**DATA EXTRACT:**
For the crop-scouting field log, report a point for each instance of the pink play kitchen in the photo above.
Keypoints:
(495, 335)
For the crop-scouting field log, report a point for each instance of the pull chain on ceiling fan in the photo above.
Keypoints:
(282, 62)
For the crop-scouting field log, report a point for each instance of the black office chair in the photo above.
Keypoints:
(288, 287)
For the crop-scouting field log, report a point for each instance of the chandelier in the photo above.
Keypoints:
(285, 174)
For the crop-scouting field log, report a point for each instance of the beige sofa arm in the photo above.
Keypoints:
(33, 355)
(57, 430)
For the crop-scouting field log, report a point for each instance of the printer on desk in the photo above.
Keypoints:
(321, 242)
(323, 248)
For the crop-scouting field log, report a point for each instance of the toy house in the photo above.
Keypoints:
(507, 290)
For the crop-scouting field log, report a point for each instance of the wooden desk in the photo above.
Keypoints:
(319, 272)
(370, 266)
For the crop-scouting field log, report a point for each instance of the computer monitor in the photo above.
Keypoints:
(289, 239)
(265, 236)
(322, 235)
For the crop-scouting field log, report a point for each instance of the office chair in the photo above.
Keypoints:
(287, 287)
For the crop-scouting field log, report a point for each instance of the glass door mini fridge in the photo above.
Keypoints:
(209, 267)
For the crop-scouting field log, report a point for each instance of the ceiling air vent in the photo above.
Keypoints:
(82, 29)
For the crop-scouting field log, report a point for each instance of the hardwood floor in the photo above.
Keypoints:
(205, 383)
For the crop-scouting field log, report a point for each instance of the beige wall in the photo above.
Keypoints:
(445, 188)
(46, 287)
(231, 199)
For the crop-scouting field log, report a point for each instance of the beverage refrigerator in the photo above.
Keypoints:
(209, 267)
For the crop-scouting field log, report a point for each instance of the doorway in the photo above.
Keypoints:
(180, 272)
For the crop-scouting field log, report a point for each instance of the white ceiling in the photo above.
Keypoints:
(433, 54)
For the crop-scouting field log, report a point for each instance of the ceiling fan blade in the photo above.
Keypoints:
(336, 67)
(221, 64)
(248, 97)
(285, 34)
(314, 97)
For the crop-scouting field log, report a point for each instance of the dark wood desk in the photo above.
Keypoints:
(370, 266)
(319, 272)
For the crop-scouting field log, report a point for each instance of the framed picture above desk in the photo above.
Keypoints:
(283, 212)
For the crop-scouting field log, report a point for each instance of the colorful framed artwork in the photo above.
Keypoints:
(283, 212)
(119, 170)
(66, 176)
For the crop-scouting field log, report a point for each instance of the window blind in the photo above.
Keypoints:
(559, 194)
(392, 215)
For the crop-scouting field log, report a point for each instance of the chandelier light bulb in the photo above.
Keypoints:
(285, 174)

**EXERCISE INSTRUCTIONS:** For this exercise, please copy exactly the lines of the material above from its first line through the line where "arm in the photo above." appears.

**THE ANSWER:**
For the crop-scouting field log, report a point for each instance of the pink play kitchen in the photo above.
Keypoints:
(495, 335)
For the crop-scouting field log, report a point for each instance of the pull chain on ceiling fan in the photo above.
Keypoints:
(282, 62)
For the crop-scouting field log, report a point for each instance of the black office chair in the photo above.
Keypoints:
(288, 287)
For the crop-scouting field log, report a point for each instance of the chandelier in the photo above.
Keypoints:
(285, 174)
For the crop-scouting field log, report a point for each instance of the beige sofa arm in the photo above.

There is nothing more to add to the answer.